Region annotation entries
▬▬▬
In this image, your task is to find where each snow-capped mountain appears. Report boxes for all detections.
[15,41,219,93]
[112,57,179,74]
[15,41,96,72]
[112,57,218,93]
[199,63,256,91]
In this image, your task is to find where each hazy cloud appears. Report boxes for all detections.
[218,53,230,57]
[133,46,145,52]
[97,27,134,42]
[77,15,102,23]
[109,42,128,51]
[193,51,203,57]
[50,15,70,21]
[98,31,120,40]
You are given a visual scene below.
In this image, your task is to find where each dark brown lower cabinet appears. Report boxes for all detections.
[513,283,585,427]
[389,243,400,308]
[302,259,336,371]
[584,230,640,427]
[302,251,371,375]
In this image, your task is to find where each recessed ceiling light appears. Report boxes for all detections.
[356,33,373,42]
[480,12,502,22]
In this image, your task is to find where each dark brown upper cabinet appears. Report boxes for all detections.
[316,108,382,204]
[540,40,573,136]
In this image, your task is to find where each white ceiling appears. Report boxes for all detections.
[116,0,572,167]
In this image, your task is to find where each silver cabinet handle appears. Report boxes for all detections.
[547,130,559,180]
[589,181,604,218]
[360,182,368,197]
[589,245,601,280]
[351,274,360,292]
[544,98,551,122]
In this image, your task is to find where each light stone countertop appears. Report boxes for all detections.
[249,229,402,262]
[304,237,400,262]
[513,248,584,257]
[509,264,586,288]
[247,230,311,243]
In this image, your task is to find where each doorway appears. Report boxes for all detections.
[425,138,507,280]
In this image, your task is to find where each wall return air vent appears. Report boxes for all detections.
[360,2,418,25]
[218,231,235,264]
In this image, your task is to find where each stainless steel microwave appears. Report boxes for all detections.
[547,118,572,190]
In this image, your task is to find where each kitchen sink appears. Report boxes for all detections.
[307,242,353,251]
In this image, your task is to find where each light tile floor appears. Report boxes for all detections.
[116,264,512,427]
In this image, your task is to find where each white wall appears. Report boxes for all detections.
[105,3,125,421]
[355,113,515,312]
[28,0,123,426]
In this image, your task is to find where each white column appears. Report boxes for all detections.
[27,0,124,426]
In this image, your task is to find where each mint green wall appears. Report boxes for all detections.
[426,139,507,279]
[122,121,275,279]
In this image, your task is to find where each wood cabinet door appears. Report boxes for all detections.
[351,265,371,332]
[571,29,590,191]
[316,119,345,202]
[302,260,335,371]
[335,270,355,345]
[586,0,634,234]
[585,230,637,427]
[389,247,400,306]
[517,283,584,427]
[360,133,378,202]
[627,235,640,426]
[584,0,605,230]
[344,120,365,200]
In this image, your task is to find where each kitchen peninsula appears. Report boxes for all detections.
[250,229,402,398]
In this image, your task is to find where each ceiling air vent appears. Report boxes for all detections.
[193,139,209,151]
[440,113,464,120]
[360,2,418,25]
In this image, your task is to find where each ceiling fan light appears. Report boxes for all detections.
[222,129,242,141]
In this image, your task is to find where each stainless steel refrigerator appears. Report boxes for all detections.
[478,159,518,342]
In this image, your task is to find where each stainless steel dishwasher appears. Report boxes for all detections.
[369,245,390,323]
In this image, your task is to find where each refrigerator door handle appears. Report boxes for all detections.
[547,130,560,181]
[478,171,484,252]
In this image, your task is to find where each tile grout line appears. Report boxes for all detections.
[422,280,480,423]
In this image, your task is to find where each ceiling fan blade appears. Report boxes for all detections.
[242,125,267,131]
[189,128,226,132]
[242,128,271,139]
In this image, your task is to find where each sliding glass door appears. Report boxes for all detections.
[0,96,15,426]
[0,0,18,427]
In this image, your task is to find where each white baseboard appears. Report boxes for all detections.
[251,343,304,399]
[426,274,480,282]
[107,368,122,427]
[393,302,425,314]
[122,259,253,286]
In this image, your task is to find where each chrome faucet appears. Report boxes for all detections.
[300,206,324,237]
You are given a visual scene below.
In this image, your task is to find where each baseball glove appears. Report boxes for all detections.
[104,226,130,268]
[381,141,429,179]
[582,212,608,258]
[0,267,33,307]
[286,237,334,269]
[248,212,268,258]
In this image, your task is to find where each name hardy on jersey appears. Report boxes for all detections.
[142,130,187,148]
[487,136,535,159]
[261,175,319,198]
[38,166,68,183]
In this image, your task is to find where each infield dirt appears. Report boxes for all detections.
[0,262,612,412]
▬▬▬
Please express all of the material above as a two-column CSV with the header row text,answer. Give one row for each item, with its wording in one double-quoted field and its answer in the other, and turn any line breaks into spaces.

text,answer
"In this image, your task is to find where each snow-capped mountain appears. Report boxes for all detections.","[15,41,219,93] [112,57,179,74] [15,41,96,72] [112,57,218,93] [199,63,256,91]"
"In this image, your task is to find where each hazy cloud appears. Report boxes for all detections.","[218,53,230,57] [133,46,145,52] [97,27,134,42] [77,15,102,23] [109,42,128,51] [193,51,203,57] [50,15,70,21] [98,31,120,40]"
"You are given a visual scene below. In this image, your task is to find where each dark brown lower cabinet appears. Report boxes for all detections.","[513,283,585,427] [389,243,400,308] [302,259,336,371] [584,230,640,427] [302,251,371,375]"
"In this image, your task is to find where each recessed ceiling light appears. Report boxes for all detections.","[356,33,373,42] [480,12,502,22]"
"In this image, your task is to find where each dark brown upper cabinet appears. Report boxes for all detections.","[316,108,382,204] [540,40,573,136]"
"In this image, your task is to find where each white ceiling appears. Report boxes for all detections.","[116,0,572,167]"
"In this image, your task is to find where each silver cabinet handle appears. Report boxes for all detections.","[547,130,559,180] [589,181,604,218] [360,182,368,197] [589,245,601,280] [351,274,360,292] [544,98,551,122]"
"In this image, your task is to find where each light stone countertop appears. Report boxes for all detections.","[249,229,402,262] [304,237,400,262] [513,248,584,257] [509,264,586,288] [247,230,311,243]"
"In this image, your task is to find where each doorway appears. Report boxes for all detections.","[425,138,507,280]"
"In this image, your task is to find where each wall return air vent appears. Report boxes for all detections.","[360,2,418,25] [218,231,235,264]"
"In this image, your task is to find where each stainless steel microwave appears. Report boxes for all detections.","[547,118,572,190]"
"In this image, your task is to find where each kitchen sink appears. Report boxes for all detections.","[307,242,353,251]"
"In this image, your task is to find where each light tile floor appears. Report boxes for all detections.","[116,264,512,427]"
"In this image, your task is to find where each white wall appears. Report boxes for all detections.","[105,3,125,421] [355,113,515,312] [28,0,123,426]"
"In this image, your task is to find where each white column appears. Report boxes for all detections.","[27,0,124,426]"
"In this image, your task is to find where each mint green wall appears. Report boxes for all detections.","[426,139,507,279] [122,121,275,279]"
"In this image, your task is to find where each wood cabinet door appears. Report boxes for all detections.","[351,265,371,332] [571,29,590,191] [316,119,345,202] [302,260,335,371] [335,270,355,345] [586,0,634,234] [585,230,637,427] [389,247,400,306] [517,283,584,427] [360,133,378,202] [627,235,640,426] [584,0,605,230] [344,120,365,200]"
"In this image, your task is to find where each kitchen peninsula appears. Report boxes for all detections.","[250,229,402,398]"
"In this image, your task is to find where each ceiling air vent appears. Report boxes for all detections.","[193,139,209,151] [440,113,464,120] [360,2,418,25]"
"In this image, your task is to find where each ceiling fan light appears. Report boxes for all detections.","[222,129,242,141]"
"In this image, your task is to find where each stainless steel refrigerator appears. Report boxes for all detections.","[478,159,518,342]"
"In this image, your task is to find where each stainless steel dishwasher appears. Report boxes for all detections.","[369,245,390,323]"
"In this image, your task is to find where each refrigerator door handle appears. Report boxes for all detections.","[547,130,560,181] [478,171,484,252]"
"In this image, your task is to find where each tile grout line appears. Report boxes for all detections.","[422,280,480,423]"
"In this image, your task is to find where each ceiling fan blade appears. Report boxes for all detections.","[242,125,267,131] [189,128,226,132] [242,128,271,139]"
"In this image, your task is to find where each sliding glass door appears. Report boxes for all detections.","[0,96,15,426] [0,0,18,427]"
"In this image, your task is to find where each white baseboard appears. Report boxes for all detections.","[251,343,304,399] [426,274,480,282] [107,368,122,427] [393,302,425,314] [122,259,253,286]"
"In this image, your task is to find where each chrome faucet appears. Report boxes for all detections.","[300,206,324,237]"
"You are given a visual scene below. In this image, your task is to find where each baseball glove appears. Report boxes for all detections.","[104,226,130,268] [381,141,429,179] [582,212,608,258] [0,267,33,307] [286,237,334,269] [248,212,268,258]"
"In this image, your task is to find where each name hardy on jersey appears. Report boxes for all detections.","[142,130,187,148] [487,136,535,159] [261,175,319,198] [38,166,68,183]"
"In this image, your task is to find where each infield dirt appears. Report boxes for all detections.","[0,262,612,412]"